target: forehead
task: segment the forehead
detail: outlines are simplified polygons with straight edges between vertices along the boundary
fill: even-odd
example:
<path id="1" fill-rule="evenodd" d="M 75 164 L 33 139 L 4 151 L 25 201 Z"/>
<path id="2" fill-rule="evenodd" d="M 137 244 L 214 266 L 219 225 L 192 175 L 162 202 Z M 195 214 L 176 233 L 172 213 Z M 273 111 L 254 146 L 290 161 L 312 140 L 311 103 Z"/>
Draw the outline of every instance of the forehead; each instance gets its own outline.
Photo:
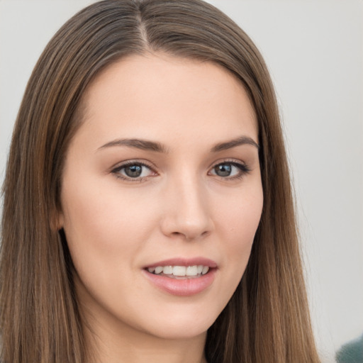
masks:
<path id="1" fill-rule="evenodd" d="M 95 78 L 83 104 L 84 125 L 105 138 L 116 133 L 170 139 L 189 130 L 220 138 L 247 133 L 257 141 L 255 113 L 242 83 L 210 62 L 129 56 Z"/>

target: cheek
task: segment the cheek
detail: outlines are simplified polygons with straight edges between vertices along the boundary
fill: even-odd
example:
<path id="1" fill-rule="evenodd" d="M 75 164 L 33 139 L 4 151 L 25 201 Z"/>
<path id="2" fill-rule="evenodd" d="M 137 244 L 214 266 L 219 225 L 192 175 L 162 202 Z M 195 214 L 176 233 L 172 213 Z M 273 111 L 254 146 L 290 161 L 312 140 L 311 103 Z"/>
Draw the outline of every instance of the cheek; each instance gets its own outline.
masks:
<path id="1" fill-rule="evenodd" d="M 62 199 L 64 229 L 76 269 L 91 266 L 106 274 L 129 268 L 154 224 L 147 206 L 97 182 L 68 185 Z"/>
<path id="2" fill-rule="evenodd" d="M 246 189 L 236 195 L 226 208 L 220 210 L 217 220 L 220 248 L 225 252 L 223 267 L 235 288 L 242 278 L 250 258 L 263 206 L 262 186 Z"/>

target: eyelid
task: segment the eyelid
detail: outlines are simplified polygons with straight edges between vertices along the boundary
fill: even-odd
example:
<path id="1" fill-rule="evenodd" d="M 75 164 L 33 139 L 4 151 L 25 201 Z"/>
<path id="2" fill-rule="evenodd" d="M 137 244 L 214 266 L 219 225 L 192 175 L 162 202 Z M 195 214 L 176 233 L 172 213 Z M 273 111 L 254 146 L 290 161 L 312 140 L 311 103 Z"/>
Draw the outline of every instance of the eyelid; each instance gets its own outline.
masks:
<path id="1" fill-rule="evenodd" d="M 147 177 L 136 177 L 136 178 L 132 178 L 129 177 L 125 175 L 121 174 L 119 172 L 122 170 L 123 168 L 127 167 L 130 165 L 142 165 L 143 167 L 145 167 L 147 169 L 149 169 L 150 171 L 153 172 L 153 175 L 147 175 Z M 155 177 L 155 174 L 157 174 L 157 172 L 155 171 L 156 167 L 154 166 L 154 164 L 150 162 L 147 162 L 145 160 L 125 160 L 123 162 L 119 162 L 116 164 L 116 166 L 113 167 L 111 169 L 111 173 L 115 175 L 115 177 L 118 179 L 121 179 L 125 182 L 142 182 L 145 181 L 145 179 Z"/>
<path id="2" fill-rule="evenodd" d="M 220 177 L 219 175 L 217 174 L 212 174 L 215 175 L 216 177 L 218 177 L 222 180 L 233 180 L 236 179 L 240 179 L 243 177 L 245 175 L 250 174 L 252 171 L 251 168 L 245 162 L 242 160 L 237 159 L 223 159 L 213 162 L 213 164 L 208 169 L 208 174 L 216 167 L 217 167 L 218 165 L 220 165 L 221 164 L 230 164 L 235 166 L 235 167 L 238 167 L 240 171 L 240 172 L 238 173 L 238 175 L 234 175 L 232 177 Z"/>

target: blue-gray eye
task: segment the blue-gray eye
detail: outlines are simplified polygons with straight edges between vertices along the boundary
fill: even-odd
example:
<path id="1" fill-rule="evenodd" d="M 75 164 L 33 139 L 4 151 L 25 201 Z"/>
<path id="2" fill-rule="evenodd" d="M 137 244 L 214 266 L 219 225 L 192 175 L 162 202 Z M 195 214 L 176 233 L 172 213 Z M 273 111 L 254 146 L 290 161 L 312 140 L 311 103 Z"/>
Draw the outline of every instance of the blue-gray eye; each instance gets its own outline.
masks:
<path id="1" fill-rule="evenodd" d="M 232 167 L 233 166 L 230 164 L 219 164 L 214 167 L 214 171 L 218 177 L 230 177 Z"/>
<path id="2" fill-rule="evenodd" d="M 143 173 L 143 165 L 135 164 L 134 165 L 125 167 L 123 169 L 125 170 L 125 175 L 128 177 L 130 178 L 138 178 Z"/>
<path id="3" fill-rule="evenodd" d="M 143 179 L 152 174 L 152 170 L 140 162 L 130 162 L 120 165 L 113 172 L 122 179 Z"/>
<path id="4" fill-rule="evenodd" d="M 250 172 L 248 167 L 238 162 L 221 162 L 216 165 L 211 170 L 211 174 L 222 178 L 242 177 Z"/>

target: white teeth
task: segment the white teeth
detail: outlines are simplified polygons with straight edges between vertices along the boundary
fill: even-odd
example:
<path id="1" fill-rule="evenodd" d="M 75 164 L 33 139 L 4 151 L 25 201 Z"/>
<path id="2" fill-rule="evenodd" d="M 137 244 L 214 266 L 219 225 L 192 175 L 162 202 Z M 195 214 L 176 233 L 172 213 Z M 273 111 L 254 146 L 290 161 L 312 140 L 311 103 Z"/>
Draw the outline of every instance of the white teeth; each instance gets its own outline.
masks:
<path id="1" fill-rule="evenodd" d="M 196 276 L 198 274 L 198 267 L 196 266 L 188 266 L 186 274 L 186 276 Z"/>
<path id="2" fill-rule="evenodd" d="M 160 274 L 160 272 L 162 272 L 163 269 L 164 267 L 162 266 L 158 266 L 157 267 L 155 267 L 155 274 Z"/>
<path id="3" fill-rule="evenodd" d="M 201 274 L 205 275 L 209 271 L 209 267 L 208 266 L 204 266 L 203 267 L 203 270 L 201 271 Z"/>
<path id="4" fill-rule="evenodd" d="M 164 266 L 164 268 L 162 269 L 162 272 L 166 275 L 171 275 L 173 273 L 173 267 Z"/>
<path id="5" fill-rule="evenodd" d="M 164 274 L 164 275 L 174 275 L 176 277 L 205 275 L 208 271 L 208 266 L 202 264 L 194 266 L 157 266 L 156 267 L 147 267 L 150 274 Z"/>
<path id="6" fill-rule="evenodd" d="M 174 276 L 185 276 L 186 267 L 185 266 L 174 266 L 173 267 Z"/>

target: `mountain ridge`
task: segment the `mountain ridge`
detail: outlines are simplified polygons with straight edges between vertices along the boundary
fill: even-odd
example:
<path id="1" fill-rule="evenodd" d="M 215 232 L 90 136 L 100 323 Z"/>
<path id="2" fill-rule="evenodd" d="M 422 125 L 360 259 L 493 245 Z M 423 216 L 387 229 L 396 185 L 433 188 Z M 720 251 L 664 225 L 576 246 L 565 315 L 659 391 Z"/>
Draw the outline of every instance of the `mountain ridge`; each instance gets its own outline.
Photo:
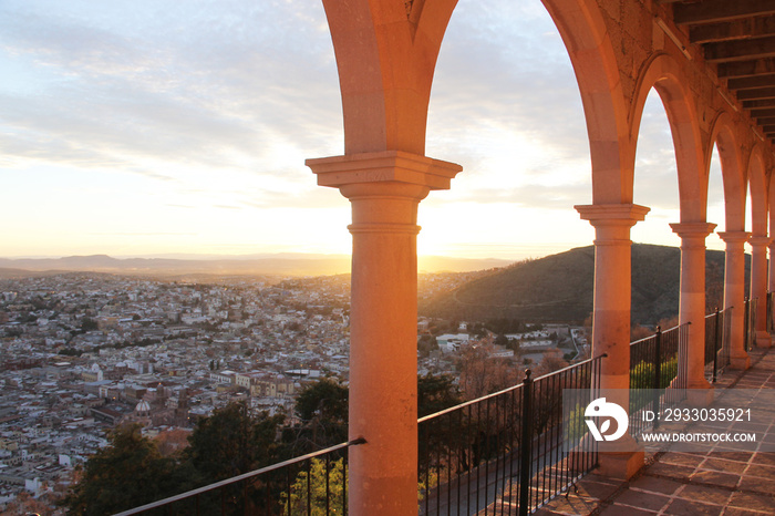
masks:
<path id="1" fill-rule="evenodd" d="M 724 251 L 705 254 L 709 310 L 723 302 Z M 750 256 L 746 255 L 746 285 Z M 654 324 L 678 314 L 681 250 L 632 245 L 631 322 Z M 518 319 L 581 323 L 592 312 L 595 247 L 524 260 L 420 301 L 423 316 L 453 320 Z"/>

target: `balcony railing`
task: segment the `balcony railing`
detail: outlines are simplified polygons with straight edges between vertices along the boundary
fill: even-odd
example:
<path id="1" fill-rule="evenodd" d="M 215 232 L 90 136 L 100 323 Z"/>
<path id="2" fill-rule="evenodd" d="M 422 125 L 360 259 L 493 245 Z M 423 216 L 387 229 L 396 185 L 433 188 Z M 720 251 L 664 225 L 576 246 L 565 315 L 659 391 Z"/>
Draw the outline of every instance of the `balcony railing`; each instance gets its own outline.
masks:
<path id="1" fill-rule="evenodd" d="M 564 446 L 562 391 L 599 389 L 602 359 L 420 419 L 420 514 L 526 515 L 595 468 Z"/>
<path id="2" fill-rule="evenodd" d="M 727 308 L 705 316 L 705 376 L 713 383 L 730 364 L 730 327 L 732 310 Z"/>
<path id="3" fill-rule="evenodd" d="M 681 388 L 679 354 L 686 351 L 689 324 L 681 324 L 657 332 L 630 344 L 630 429 L 638 436 L 649 429 L 650 423 L 642 416 L 643 411 L 659 413 L 680 400 L 664 395 L 669 385 Z M 681 365 L 679 365 L 681 363 Z M 680 392 L 680 391 L 676 391 Z"/>
<path id="4" fill-rule="evenodd" d="M 751 351 L 754 349 L 756 342 L 756 306 L 758 305 L 758 298 L 745 299 L 745 351 Z"/>
<path id="5" fill-rule="evenodd" d="M 348 448 L 354 440 L 193 489 L 116 516 L 321 515 L 348 512 Z"/>
<path id="6" fill-rule="evenodd" d="M 746 342 L 754 333 L 755 301 L 746 300 Z M 706 372 L 717 375 L 728 363 L 731 311 L 706 318 Z M 664 394 L 686 371 L 688 324 L 630 344 L 630 425 L 639 435 L 639 411 L 660 411 L 681 400 Z M 752 340 L 751 340 L 752 341 Z M 586 433 L 579 412 L 564 422 L 562 392 L 600 388 L 604 355 L 531 379 L 418 420 L 418 510 L 422 515 L 527 515 L 567 492 L 597 467 L 595 443 L 582 452 L 568 446 Z M 678 380 L 676 380 L 678 379 Z M 685 386 L 684 386 L 685 388 Z M 651 391 L 650 394 L 641 395 Z M 653 393 L 658 392 L 658 395 Z M 567 409 L 567 407 L 566 407 Z M 576 421 L 578 420 L 578 421 Z M 578 424 L 577 424 L 578 423 Z M 576 425 L 570 427 L 569 424 Z M 568 436 L 569 432 L 572 434 Z M 589 440 L 587 440 L 589 441 Z M 348 448 L 343 443 L 273 466 L 121 513 L 164 515 L 322 515 L 345 514 Z"/>

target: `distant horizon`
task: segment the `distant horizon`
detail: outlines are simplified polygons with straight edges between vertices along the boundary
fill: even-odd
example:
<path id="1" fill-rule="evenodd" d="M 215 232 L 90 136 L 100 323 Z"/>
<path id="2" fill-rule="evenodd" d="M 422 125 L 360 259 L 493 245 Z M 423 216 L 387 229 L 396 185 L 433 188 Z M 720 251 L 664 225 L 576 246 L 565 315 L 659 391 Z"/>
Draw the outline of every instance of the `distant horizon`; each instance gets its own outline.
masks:
<path id="1" fill-rule="evenodd" d="M 1 2 L 0 70 L 12 220 L 0 255 L 350 252 L 349 202 L 304 166 L 344 149 L 322 3 Z M 434 76 L 425 154 L 463 172 L 421 203 L 420 256 L 519 261 L 591 245 L 574 209 L 593 199 L 583 106 L 541 2 L 461 2 Z M 654 91 L 640 124 L 632 202 L 651 210 L 632 239 L 678 245 Z M 723 230 L 713 156 L 707 220 Z"/>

* * * * * * * * *

#### [Short problem]
Rewrite the lines from the first one up to and including the line with "246 189 L 236", putting "straight-edged polygons" wherever "simplified polygons" appears and leaving everything else unchanged. Leave the pictures out.

#### [Full output]
target: forehead
task: segment the forehead
detail: outlines are straight-edged polygons with straight edges between vertices along the boundary
fill: even-odd
example:
<path id="1" fill-rule="evenodd" d="M 75 164 L 33 139 L 4 151 L 25 201 Z"/>
<path id="2" fill-rule="evenodd" d="M 137 244 L 214 266 L 219 225 L 192 175 L 162 202 Z M 195 214 L 176 233 L 172 213 Z M 273 111 L 254 146 L 290 161 L 312 140 L 311 103 Z"/>
Draw the outline of every instance of the forehead; each instance gets its own outline.
Photo:
masks:
<path id="1" fill-rule="evenodd" d="M 95 78 L 83 104 L 84 125 L 105 138 L 116 133 L 170 139 L 189 130 L 220 138 L 247 133 L 257 141 L 255 113 L 242 83 L 210 62 L 129 56 Z"/>

target: cheek
task: segment the cheek
detail: outlines are straight-edged polygons with straight edges between vertices along the boundary
fill: even-odd
example:
<path id="1" fill-rule="evenodd" d="M 75 164 L 33 139 L 4 151 L 25 201 Z"/>
<path id="2" fill-rule="evenodd" d="M 137 244 L 214 266 L 219 225 L 192 175 L 162 202 Z M 195 214 L 176 233 L 172 213 Z M 273 111 L 254 146 L 290 161 L 312 140 L 311 103 Z"/>
Draw the outline of every instance of the cheek; each instance gets its own outline.
masks:
<path id="1" fill-rule="evenodd" d="M 62 199 L 64 229 L 76 269 L 91 266 L 106 274 L 129 268 L 154 224 L 147 206 L 97 182 L 68 185 Z"/>
<path id="2" fill-rule="evenodd" d="M 246 189 L 236 195 L 226 208 L 220 210 L 217 220 L 220 248 L 225 252 L 223 267 L 235 288 L 242 278 L 250 258 L 263 206 L 262 186 Z"/>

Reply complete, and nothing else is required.